### Given passage:
_ _ _ _ _ _ _
Wednesday, November 19, 2008

The cold wars missing atom bombs

And, they ain't all Russian bombs!!!!


In a 1968 plane crash, the US military lost an atom bomb in Greenland's Arctic ice. But this was no isolated case. Up to 50 nuclear warheads are believed to have gone missing during the Cold War, and not all of them are in unpopulated areas.


  1. Okie Dokie: Lets wade in on this one.
    Firstly there is nothing good to be said on having let alone losing a nuclear weapon, but if one is lost then let it be lost as it poses a minimum threat if left alone.

    What people don't understand is that a nuclear weapon is both a very simple and yet a very complex instrument. Simple insofar as it’s just a matter of making a large amount of fissionable material into a very small amount, it’s like taking a volley balls worth of uranium or plutonium and compressing it down to a golf balls worth in something like a millions of a second. This is done with a relatively huge amount of high explosive and takes more than a split second timing..
_ _ _ _ _ _ _
### Activity 1:
Echo the post about the Cold War's missing atom bombs from "Firstly there is" to "split second timing..".
### Activity 2:
In the post about the Cold War's missing atom bombs, how many nuclear warheads are believed to have gone missing during the Cold War?

### Provided data:
_ _ _ _ _ _ _
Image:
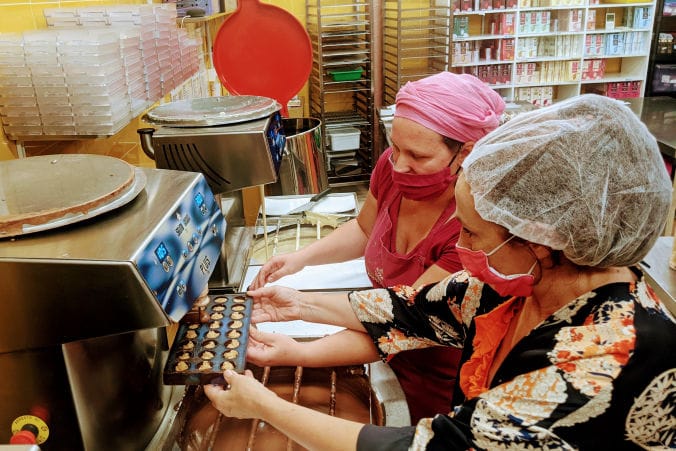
_ _ _ _ _ _ _
### Exercise answer 1:
Firstly there is nothing good to be said on having let alone losing a nuclear weapon, but if one is lost then let it be lost as it poses a minimum threat if left alone.

    What people don't understand is that a nuclear weapon is both a very simple and yet a very complex instrument. Simple insofar as it’s just a matter of making a large amount of fissionable material into a very small amount, it’s like taking a volley balls worth of uranium or plutonium and compressing it down to a golf balls worth in something like a millions of a second. This is done with a relatively huge amount of high explosive and takes more than a split second timing..

### Exercise answer 2:
Up to 50